Anne Applebaum’s ‘Autocracy, Inc.’: Deconstructing the War on Democracy

Autocracy, Inc.: The Dictators Who Want to Run the World

Penguin Random House/July 2024

Reviewed by Colin Robertson

August 2, 2024

It was the opening dinner of the 2018 Seoul Defence Dialogue. Sitting beside me was a People’s Liberation Army(PLA) Colonel. After a few glasses of wine – restorative after my trans-Pacific flight earlier that day – we dispensed with polite inquiries about family and weather and turned to geopolitics. “You know”, the Chinese military official told me, “what we don’t have is your alliance system, a formidable asset for the West”, and, he acknowledged, a deterrent.

Autocracies learn quickly.

Today, we face not an alliance but an axis of autocracies – China, Russia, North Korea, Iran and kindred spirits across Asia, Africa and the Americas.  The Shanghai Cooperation Organisation (SCO) is seen by some as the Eurasian counter to NATO while the recently expanded BRICS is portrayed as the ‘global majority’ response to the G7. China and Russia declared their ‘no limits’ partnership in 2022. At their Washington summit this June, NATO labeled China a ‘decisive enabler’ of the Russian campaign in Ukraine. Russia also benefits from Iranian-made drones and North Korean-made armaments.

◇ ◇ ◇ ◇

● DO THIS
Pick up the review of "Autocracy, Inc." after its last paragraph and keep writing it in the same voice.

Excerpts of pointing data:
◇ ◇ ◇ ◇

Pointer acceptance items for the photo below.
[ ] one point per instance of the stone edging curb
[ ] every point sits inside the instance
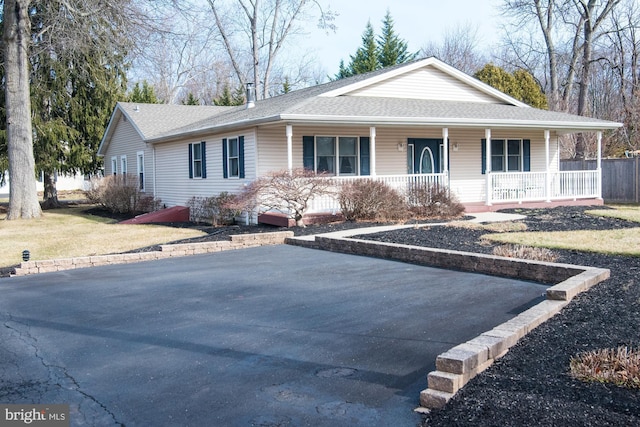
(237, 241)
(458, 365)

◇ ◇ ◇ ◇

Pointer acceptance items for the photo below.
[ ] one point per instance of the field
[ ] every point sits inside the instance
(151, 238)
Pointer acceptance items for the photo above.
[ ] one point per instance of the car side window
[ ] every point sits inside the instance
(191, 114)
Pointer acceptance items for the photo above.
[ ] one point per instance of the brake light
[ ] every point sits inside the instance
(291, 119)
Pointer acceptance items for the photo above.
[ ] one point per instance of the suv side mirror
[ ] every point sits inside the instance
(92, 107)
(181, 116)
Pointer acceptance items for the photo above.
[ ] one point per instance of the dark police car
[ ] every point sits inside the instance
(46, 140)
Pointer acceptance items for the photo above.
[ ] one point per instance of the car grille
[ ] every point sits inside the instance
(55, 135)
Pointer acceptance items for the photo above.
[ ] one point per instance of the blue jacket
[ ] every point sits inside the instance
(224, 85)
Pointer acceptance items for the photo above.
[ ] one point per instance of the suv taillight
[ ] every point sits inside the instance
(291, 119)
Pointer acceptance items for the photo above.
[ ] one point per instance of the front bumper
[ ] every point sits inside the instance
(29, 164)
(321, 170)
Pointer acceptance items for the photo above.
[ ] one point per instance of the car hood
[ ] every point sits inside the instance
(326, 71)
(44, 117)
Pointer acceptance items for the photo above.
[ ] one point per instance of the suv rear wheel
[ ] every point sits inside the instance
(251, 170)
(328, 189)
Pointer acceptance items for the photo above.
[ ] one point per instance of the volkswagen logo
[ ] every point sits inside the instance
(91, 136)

◇ ◇ ◇ ◇

● OUTPUT OF THE EXERCISE
The autocracies share weapons, technologies and ‘best practices’ in surveillance, governance, propaganda, and narratives based on ‘Big Lies’. For a real-time example, look to what is happening in Venezuela.

To better understand how we got into this mess read Anne Applebaum’s briskly brilliant Autocracy, Inc. The Dictators Who Want to Run the World. Be warned, however, it’s a depressing chronicle of greed, power and Western naiveté.

Sometimes, Applebaum says, the autocrats adopt bits of ideology. Lately, Putin talks about being a Russian imperialist and the Chinese still talk about being the Chinese Communist Party and so on, but really, “when you look at what they do and how they behave, what they do has very little in common with whatever ideology they claim to have.”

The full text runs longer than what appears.